What you are asked to do —
Decide whether each statement below agrees with the text on family and grief, answering yes or no and quoting the deciding words of the text exactly.
1. Children who grow up amid domestic violence may later accept abuse as normal.
2. The writer says the rest of the world will slow down for a family in grief.
3. The writer says a person fully recovers from a brother's death in time.

Text excerpt —
____

Most of the times, the argument against 'breaking up' a family is the welfare of the children. It is assumed that stability and being sorrounded by elders and their blessings would somehow neutralize any problems going on. That somehow breathing air impregnated with the poison of marital discord and domestic violence would be harmless if everyone stays under the same roof!
One needs to understand that sometimes taking a child out of a toxic family arrangement, to be raised by a single parent could actually be the most child-friendly decision possible in that context. There's no dearth of research showing the debilitating impact of domestic violence and marital discord on children, and many of these effects last well upto adulthood. Very often, these children become adults that have a tendency to either become abusers themselves or to accept abuse because that's what was modelled as normal behaviour in a marriage/family for them. Grandparents, uncles and aunts, and lots of cousins living with us, sharing in our joys and troubles, having both of our parents living with us, may well make for a wonderful life- stuff of dreams for many of us- but only as long as staying together doesn't become more important than the wellbeing of the individual members. Family can be the best thing ever- our own army against the rest of the world and the one place where we can always take refuge; family can also be the one thing that has the most potential to bring us down- an invisible soul sucking enemy. So, if some day the institution of family becomes more important than the sanity of any of the individual members, a long hard look becomes imperative at what one is getting out of the family and at what cost. 


Monday, March 12, 2018

#1

The world demands that you get back to it. The sooner you do, the better because it's only your and your family's life that has stopped; the rest of the universe has no clue that it needs to slow down for any reason and it won't.

Even in a shared grief, one's pain is ultimately one's own. People can empathize, and even sit and cry beside you, or be there by your side on sleepless nights or for mindlessly watching television but ultimately the periodic stabbing of your heart from the inside is only for you to experience.

Will things ever be the same again? Yes, the pain will lessen (even if it doesn't seem believable right now) but no, you don't really completely recover from a brother's death whose (tithi) birthday falls on Raksha Bandhan, ever. You can't and you won't.

____

Data for analysis —
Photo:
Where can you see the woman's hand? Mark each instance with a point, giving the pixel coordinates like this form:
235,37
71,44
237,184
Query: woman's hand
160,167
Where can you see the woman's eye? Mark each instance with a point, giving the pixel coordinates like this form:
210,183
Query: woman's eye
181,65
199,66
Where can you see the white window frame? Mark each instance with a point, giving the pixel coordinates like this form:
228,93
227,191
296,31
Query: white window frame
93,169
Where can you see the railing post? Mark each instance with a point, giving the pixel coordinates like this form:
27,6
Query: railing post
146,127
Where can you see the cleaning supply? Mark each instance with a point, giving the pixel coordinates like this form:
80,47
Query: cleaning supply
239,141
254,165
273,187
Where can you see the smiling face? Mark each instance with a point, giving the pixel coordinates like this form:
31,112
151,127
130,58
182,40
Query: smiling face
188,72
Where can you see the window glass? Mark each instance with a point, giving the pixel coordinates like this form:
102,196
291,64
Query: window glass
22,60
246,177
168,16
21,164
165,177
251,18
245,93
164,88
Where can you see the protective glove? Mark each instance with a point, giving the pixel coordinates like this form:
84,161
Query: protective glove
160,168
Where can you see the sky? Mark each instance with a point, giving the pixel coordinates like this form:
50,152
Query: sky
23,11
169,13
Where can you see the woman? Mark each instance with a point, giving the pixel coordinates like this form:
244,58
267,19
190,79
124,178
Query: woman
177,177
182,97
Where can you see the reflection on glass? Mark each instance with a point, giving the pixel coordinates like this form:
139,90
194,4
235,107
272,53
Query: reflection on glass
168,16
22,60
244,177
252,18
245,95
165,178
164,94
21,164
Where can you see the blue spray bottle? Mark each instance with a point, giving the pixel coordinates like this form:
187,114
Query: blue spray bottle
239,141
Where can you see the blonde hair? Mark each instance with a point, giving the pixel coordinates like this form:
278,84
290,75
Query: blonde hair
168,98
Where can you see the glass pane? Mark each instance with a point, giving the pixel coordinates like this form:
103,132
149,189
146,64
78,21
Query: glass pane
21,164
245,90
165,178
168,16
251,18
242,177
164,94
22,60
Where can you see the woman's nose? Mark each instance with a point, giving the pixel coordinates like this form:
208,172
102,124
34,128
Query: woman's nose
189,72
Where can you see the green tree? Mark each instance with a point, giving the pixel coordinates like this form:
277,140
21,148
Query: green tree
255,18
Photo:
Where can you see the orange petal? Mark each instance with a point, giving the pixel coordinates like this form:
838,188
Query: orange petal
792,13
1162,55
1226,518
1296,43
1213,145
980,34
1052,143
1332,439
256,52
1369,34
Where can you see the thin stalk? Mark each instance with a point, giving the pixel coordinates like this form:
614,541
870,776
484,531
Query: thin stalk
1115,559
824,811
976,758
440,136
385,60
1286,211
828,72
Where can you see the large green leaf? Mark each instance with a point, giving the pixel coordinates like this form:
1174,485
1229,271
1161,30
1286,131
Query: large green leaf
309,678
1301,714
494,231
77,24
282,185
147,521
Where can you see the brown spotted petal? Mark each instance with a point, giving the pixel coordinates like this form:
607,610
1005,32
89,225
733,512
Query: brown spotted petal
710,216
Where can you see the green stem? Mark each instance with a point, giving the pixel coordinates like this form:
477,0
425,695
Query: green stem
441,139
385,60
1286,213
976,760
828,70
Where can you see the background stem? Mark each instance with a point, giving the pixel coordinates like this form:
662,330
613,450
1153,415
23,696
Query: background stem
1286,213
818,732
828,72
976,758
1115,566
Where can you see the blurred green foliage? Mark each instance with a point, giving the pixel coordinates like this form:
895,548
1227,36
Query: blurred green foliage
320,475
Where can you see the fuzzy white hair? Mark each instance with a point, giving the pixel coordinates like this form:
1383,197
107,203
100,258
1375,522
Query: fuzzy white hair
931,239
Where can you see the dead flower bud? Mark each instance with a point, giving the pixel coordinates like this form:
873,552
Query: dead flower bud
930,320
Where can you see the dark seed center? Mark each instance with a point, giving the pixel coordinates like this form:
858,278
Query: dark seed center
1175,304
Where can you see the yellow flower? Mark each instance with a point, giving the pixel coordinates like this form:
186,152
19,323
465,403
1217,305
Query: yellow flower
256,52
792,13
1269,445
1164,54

____

Your solution —
1. Yes: "to accept abuse because that's what was modelled as normal behaviour in a marriage/family for them"
2. No: "the rest of the universe has no clue that it needs to slow down for any reason and it won't"
3. No: "you don't really completely recover from a brother's death"